*本文*.

= = = =

とはいえ、メッシが将来的に移籍という道を選択する可能性は十分に考えられます。今回の「スポーツのお値段」では、メッシという世界最高クラスの選手をモデルケースに、「移籍金」について考えてみましょう。
クラブ間の合意によって設定される移籍金とは、「選手の価値」を金額に換算した値だと言えます。そこには、チームの勝利に対してどれだけの貢献度を期待できるかという「競技者としての価値」と、その選手の存在によってどれだけ商業的な利益が見込めるかという「経済的価値」が含まれています。
このコラムでは後者、つまりメッシの商業的な価値について深く掘り下げ、そこから想定される移籍金の額を導き出してみたいと思います。
クラブ収益の4本の柱とは。
それでは、メッシがチームに存在することによって増えるチームの収益とはどのようなものなのか?

= = = =

*指示 1*.
次の(a)〜(c)は本文の内容と合っていますか。それぞれ「はい」か「いいえ」で答え、判断の決め手となる本文の言葉をそのまま引用してください。
(a) 移籍金はクラブ間の合意によって設定される。
(b) このコラムは主に選手の「競技者としての価値」を掘り下げる。
(c) メッシが将来移籍を選ぶことはないと断言している。
*指示 2*.
メッシの移籍金を扱った本文を、最後の文の後から書き進めてもらえますか。
この後に続く一覧は、本文とは関係がありません。

= = = =

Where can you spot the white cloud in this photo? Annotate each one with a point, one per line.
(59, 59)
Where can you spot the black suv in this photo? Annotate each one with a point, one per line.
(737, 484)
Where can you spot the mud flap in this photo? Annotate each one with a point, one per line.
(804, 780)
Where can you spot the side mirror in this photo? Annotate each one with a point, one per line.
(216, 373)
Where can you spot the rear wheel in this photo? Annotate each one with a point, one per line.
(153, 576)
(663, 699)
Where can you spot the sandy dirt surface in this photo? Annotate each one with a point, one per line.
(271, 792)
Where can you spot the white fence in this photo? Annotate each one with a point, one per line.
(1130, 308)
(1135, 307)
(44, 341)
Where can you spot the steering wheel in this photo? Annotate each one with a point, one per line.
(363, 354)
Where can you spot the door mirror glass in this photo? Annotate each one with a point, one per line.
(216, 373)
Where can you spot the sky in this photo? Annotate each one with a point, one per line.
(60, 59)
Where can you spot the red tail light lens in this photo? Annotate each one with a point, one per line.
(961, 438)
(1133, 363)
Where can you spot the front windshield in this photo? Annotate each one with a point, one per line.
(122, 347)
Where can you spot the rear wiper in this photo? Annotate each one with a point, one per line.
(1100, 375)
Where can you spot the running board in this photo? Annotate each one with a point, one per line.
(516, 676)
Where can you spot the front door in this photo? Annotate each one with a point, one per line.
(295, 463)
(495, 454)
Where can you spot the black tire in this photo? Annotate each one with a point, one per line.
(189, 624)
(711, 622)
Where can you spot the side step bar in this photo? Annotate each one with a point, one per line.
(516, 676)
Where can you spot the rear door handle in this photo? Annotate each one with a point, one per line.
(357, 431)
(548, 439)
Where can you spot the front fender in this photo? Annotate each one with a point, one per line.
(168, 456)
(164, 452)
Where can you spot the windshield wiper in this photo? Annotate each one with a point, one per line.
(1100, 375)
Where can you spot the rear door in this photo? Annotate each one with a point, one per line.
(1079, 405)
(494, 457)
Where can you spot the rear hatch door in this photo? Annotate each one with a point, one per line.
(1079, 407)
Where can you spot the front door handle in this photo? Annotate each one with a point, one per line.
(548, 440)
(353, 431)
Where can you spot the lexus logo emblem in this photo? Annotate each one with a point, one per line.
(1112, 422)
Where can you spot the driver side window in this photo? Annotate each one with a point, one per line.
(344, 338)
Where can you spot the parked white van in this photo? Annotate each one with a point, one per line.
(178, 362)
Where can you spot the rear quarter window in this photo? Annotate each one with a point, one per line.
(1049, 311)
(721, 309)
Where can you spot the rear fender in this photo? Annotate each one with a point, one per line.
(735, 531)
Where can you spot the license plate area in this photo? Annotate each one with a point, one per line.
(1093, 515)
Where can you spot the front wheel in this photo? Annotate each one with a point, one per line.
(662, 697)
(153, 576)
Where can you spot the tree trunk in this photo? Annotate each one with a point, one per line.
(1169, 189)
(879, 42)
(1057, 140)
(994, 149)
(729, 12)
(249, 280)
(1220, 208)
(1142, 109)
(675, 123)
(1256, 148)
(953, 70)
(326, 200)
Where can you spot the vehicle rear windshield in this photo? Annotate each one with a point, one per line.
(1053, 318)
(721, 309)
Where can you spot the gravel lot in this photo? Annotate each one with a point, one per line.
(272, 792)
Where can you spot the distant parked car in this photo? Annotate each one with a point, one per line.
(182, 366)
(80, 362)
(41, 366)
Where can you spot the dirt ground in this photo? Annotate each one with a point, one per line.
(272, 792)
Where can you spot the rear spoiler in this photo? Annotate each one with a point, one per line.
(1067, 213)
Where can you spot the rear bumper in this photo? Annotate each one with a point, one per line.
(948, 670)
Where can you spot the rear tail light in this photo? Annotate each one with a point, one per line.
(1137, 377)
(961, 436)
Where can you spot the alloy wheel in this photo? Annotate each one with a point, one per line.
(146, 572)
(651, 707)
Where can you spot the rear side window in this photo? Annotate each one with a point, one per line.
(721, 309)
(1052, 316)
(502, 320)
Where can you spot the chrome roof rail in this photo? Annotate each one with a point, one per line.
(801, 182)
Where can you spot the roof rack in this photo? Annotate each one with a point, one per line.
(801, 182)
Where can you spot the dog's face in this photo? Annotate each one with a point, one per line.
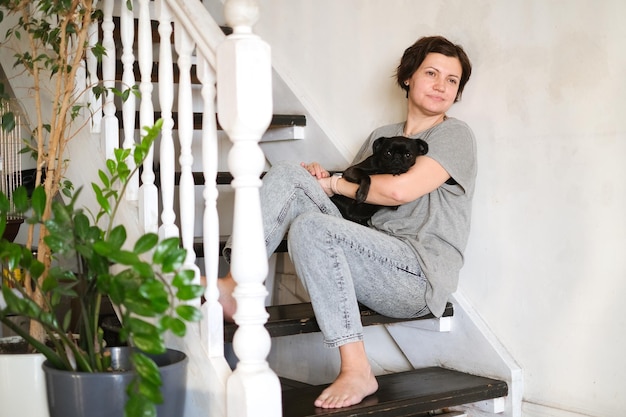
(397, 154)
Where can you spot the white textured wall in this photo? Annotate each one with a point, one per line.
(547, 101)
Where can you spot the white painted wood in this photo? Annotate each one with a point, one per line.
(22, 385)
(206, 387)
(443, 324)
(544, 410)
(213, 329)
(148, 193)
(127, 33)
(110, 125)
(167, 158)
(245, 111)
(185, 47)
(470, 347)
(283, 133)
(493, 406)
(200, 25)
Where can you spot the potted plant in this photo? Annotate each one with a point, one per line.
(35, 284)
(150, 291)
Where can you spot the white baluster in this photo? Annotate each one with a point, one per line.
(213, 328)
(148, 193)
(127, 33)
(184, 48)
(110, 124)
(245, 111)
(167, 160)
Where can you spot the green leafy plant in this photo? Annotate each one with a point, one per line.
(149, 285)
(50, 41)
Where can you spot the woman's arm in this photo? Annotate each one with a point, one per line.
(425, 176)
(315, 169)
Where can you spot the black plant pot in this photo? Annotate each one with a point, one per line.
(83, 394)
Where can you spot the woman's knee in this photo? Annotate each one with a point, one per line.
(309, 228)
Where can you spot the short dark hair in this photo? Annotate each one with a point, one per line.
(415, 54)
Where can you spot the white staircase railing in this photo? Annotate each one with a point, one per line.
(240, 64)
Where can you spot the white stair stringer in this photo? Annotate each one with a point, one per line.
(469, 347)
(206, 376)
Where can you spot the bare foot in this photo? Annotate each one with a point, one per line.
(226, 286)
(355, 381)
(348, 389)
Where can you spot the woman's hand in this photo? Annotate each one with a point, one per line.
(326, 184)
(315, 169)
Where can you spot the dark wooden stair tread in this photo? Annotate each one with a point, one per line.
(403, 394)
(291, 319)
(198, 246)
(278, 120)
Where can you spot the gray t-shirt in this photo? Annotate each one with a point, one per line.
(436, 225)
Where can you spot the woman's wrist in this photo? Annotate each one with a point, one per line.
(333, 184)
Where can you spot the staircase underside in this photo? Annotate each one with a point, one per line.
(410, 393)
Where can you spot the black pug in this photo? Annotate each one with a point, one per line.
(394, 155)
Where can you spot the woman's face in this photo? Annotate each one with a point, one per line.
(434, 85)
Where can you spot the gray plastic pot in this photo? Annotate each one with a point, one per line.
(83, 394)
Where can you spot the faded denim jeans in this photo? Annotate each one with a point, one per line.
(339, 262)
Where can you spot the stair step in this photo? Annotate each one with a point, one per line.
(292, 319)
(198, 246)
(410, 393)
(278, 120)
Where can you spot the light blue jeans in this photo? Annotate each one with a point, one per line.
(340, 263)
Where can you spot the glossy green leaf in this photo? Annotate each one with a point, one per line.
(189, 313)
(117, 237)
(145, 243)
(190, 292)
(176, 326)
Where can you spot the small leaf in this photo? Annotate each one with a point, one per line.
(104, 178)
(117, 237)
(20, 199)
(163, 248)
(190, 292)
(146, 243)
(189, 313)
(175, 325)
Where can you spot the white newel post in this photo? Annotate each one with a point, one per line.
(245, 109)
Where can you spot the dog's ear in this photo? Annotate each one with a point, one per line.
(378, 143)
(421, 147)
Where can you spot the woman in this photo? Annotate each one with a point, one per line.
(406, 263)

= = = =

*解答 1*.
(a) はい:「クラブ間の合意によって設定される移籍金とは」
(b) いいえ:「このコラムでは後者、つまりメッシの商業的な価値について深く掘り下げ」
(c) いいえ:「メッシが将来的に移籍という道を選択する可能性は十分に考えられます」

*解答 2*.
欧州のサッカークラブの収益には4つの柱があります。単純にボリュームの大きい順に並べると「放映権」「スポンサー」「チケット」「グッズ」となりますが、選手個人が直接的に及ぼし得る影響力を基準に並べ替えると、「グッズ」「チケット」「スポンサー」「放映権」とその順序はきれいに逆転します。スポンサーや放映権は、グッズやチケットに比べて、チーム全体のブランドや戦績などの要因に影響される度合いが大きくなるからです。